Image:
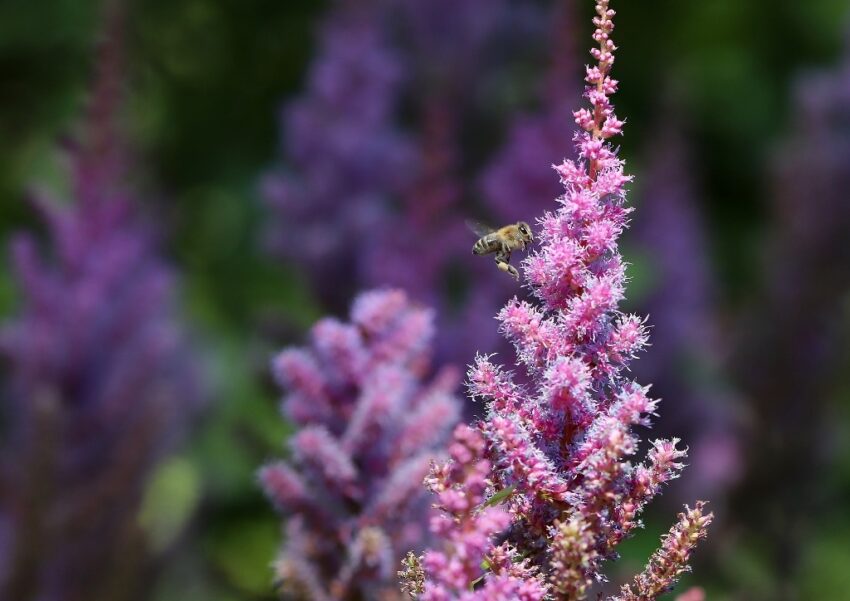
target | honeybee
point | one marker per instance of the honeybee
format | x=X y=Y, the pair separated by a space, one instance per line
x=502 y=241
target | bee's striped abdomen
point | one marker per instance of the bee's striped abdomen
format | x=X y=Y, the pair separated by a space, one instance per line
x=486 y=244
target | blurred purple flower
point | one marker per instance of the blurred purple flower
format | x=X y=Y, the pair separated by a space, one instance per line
x=793 y=349
x=99 y=378
x=684 y=361
x=420 y=66
x=345 y=157
x=558 y=449
x=519 y=182
x=369 y=428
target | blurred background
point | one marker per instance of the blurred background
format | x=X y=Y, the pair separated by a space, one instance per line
x=186 y=186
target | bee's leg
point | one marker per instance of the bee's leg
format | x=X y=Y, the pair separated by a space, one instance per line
x=502 y=260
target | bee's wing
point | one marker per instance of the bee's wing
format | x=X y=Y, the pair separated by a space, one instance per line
x=478 y=228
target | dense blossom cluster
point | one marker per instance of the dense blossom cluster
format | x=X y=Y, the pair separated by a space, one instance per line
x=99 y=379
x=686 y=356
x=558 y=448
x=368 y=429
x=345 y=154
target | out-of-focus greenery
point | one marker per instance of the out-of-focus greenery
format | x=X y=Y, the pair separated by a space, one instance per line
x=206 y=78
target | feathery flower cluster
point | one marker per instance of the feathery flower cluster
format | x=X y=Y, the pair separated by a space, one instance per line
x=559 y=448
x=99 y=380
x=369 y=428
x=685 y=358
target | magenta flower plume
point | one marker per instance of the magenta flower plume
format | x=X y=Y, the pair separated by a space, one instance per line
x=369 y=428
x=558 y=449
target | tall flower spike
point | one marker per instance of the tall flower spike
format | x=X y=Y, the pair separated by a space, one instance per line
x=370 y=426
x=100 y=378
x=559 y=448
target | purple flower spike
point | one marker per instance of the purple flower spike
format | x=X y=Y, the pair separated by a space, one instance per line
x=99 y=380
x=371 y=426
x=538 y=495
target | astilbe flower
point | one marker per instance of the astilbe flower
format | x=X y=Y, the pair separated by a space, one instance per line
x=369 y=426
x=99 y=379
x=685 y=362
x=518 y=182
x=345 y=154
x=558 y=449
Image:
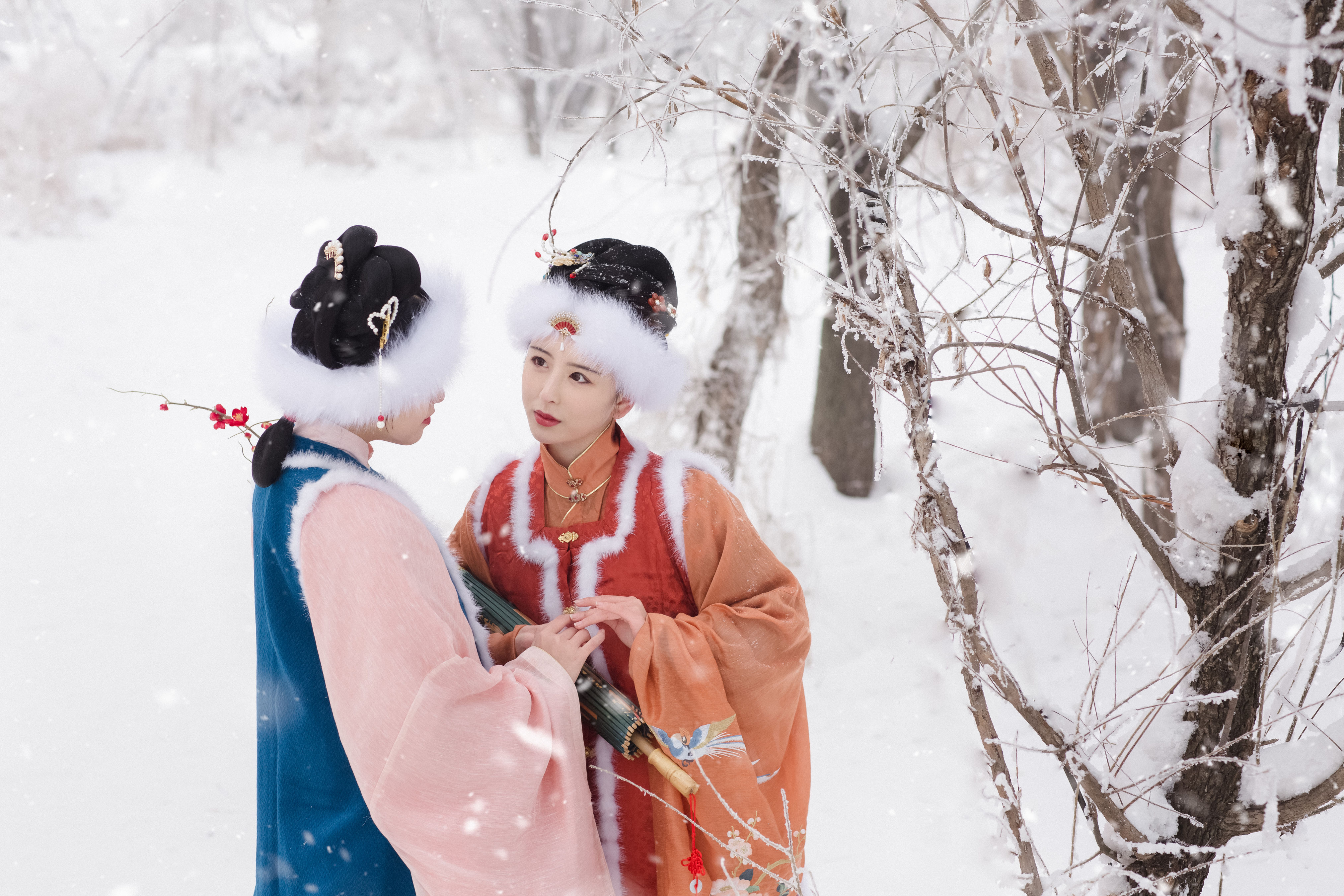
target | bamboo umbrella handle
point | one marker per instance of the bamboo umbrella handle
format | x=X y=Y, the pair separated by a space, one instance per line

▸ Exercise details
Copy out all of the entries above word for word, leaving out the pictures.

▸ Solution to this exercise
Image:
target | honeybee
point | one marker per instance of the honeybee
format | x=X y=Y, the pair separated by a space, one instance per line
x=502 y=241
target | bee's striped abdomen
point | one marker per instance of the bee's striped abdomen
format | x=X y=Y, the pair separated by a space, one instance per line
x=486 y=244
target | blurred purple flower
point | one marker per instance of the blurred purple flower
format | x=X y=Y, the pair separated by a space, one instance per line
x=793 y=349
x=99 y=378
x=684 y=361
x=420 y=66
x=345 y=157
x=558 y=449
x=519 y=182
x=369 y=428
target | blurred background
point | one marker per instance of the blurred background
format | x=X y=Y, the pair separated by a space, one instance per line
x=186 y=186
target | bee's leg
point | one marker per instance of the bee's leg
format | x=X y=Y, the pair separated by a space, one instance per line
x=502 y=260
target | bee's wing
point | one marker per instance of the bee's wing
format | x=X y=Y, the pair separated by a space, one instance per line
x=478 y=228
target | dense blossom cluster
point | one marker per instance of the dense blossom cluster
format | x=X y=Y, the pair separated by a space, one instance per line
x=99 y=379
x=686 y=356
x=558 y=448
x=368 y=429
x=345 y=154
target | out-of-focus greenery
point | one marker per instance of the out-of-focus greenery
format | x=X y=Y, the pair separated by a space, one instance per line
x=206 y=78
target | feathery flower cluster
point | one marker per instance of the feathery flower cluster
format | x=X y=Y, the pair separated by a space, one instance per line
x=559 y=448
x=99 y=380
x=369 y=428
x=685 y=358
target | magenta flower plume
point | one marker per instance of the magenta flower plume
format | x=X y=Y, the pair separated by a space, one instance per line
x=369 y=428
x=558 y=449
target | tall flower spike
point | one marker per instance of the tall flower spike
format | x=X y=Y, the pair separated by a space, one instance per line
x=370 y=426
x=100 y=378
x=559 y=448
target | purple flower spike
point | one marker per instance of the purple flower spike
format | x=X y=Y, the pair separated by a space, one instance per line
x=99 y=380
x=371 y=426
x=538 y=495
target | astilbe flower
point | one marker per instance of the astilbe flower
format | x=X y=Y, the pair separated by a space, one instance per line
x=369 y=426
x=99 y=379
x=685 y=362
x=518 y=182
x=345 y=154
x=558 y=449
Image:
target | bamboo umbrella handle
point | one marker per instance of the bamboo umbrella handle
format | x=X y=Y, the pair separated by a space, one instance per line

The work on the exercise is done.